Exercise instructions:
1. In the passage on the OW Bunker collapse, how many legal actions were pending worldwide at last count?
2. List every party that the passage on the OW Bunker collapse names in the series of transactions common to the OW Bunker cases.

Passage provided:
In 1992, Queen Elizabeth gave a speech marking her fortieth year as Queen of England. Her speech is better remembered, however, as her expression of how difficult that year had been. She called it a “horrible year” – “not a year on which I shall look back with undiluted pleasure,” the Queen said. “In the words of one of my more sympathetic correspondents, it has turned out to be an ‘Annus Horribilis.’ I suspect that I am not alone in thinking it so.”

Spiked by OW Bunkers’ collapse, the bunkers industry has had not just one “annus horribilis,” but “anni horribilis” – horrible years. The world-wide petroleum market fell out at about the same time as OW Bunker failed. Prices dropped and so did profits, as the maritime industry contracted and bunker demand decreased.

The causes of the OW collapse are well known. After accruing hundreds of millions of dollars in liabilities for bunkers OW had “purchased” from physical suppliers, and after OW’s financial bulwark – ING – pulled its credit line, OW went bust. Following OW’s collapse, a litigation bonanza ensued, involving bankruptcy proceedings, interpleader cases, arbitration proceedings in London, and vessel arrests and attachments. At last count, there were more than 830 legal actions pending throughout the world.

Into 2016, traders and physical suppliers that had sold to OW experienced compounded losses as court after court throughout the world refused to recognize their claims. With few exceptions (Canada Federal Court’s decision in Canpotex, for example), courts held against traders and physical suppliers and for an entity led by ING Bank, which claimed to have rights to all OW receivables. Every U.S. court in 2015 and 2016 faced with competing maritime lien claims over the provision of bunkers involving OW Bunker concluded, without exception, that the physical suppliers did not meet the statutory requirements of U.S. maritime law and did not have maritime liens against the vessels to which they had provided bunkers.

A number of U.S. courts went a step further, finding that OW Bunker’s purported assignee – ING Bank – had met the statutory requirements and therefore held maritime liens in rem against individual vessels. This was despite the fact that ING had taken assignment under a document incorporating U.K law (the courts overlooking that U.K. law does not recognize in rem maritime liens for bunker provision).

The fact patterns present in the OW Bunker cases are, for all intents and purposes, identical. Each case involved a series of transactions between (a) a vessel owner or charterer, (b) one or more OW entities, (c) sometimes, a series of “downstream” traders, and then (d) a physical bunker supplier. Each transaction was purportedly concluded at arms-length and involved an independent sale-and-purchase of the subject bunkers, through which the final OW entity ultimately “sold” bunkers to vessels for which physical suppliers had never been paid.

Dataset section:
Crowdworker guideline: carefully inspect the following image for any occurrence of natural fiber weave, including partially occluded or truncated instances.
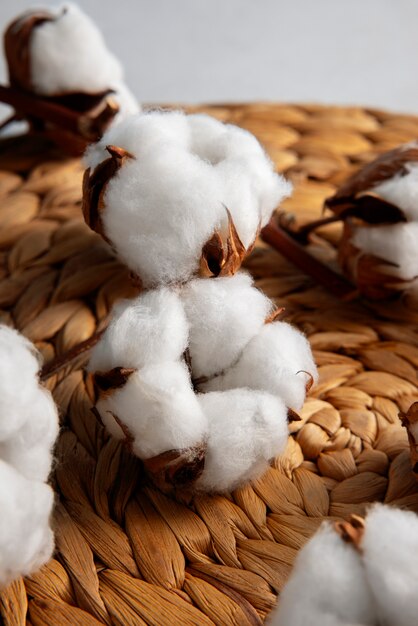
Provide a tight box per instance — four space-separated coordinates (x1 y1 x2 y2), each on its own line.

Results of the exercise:
1. More than 830.

2.
- A vessel owner or charterer
- One or more OW entities
- Sometimes, a series of "downstream" traders
- A physical bunker supplier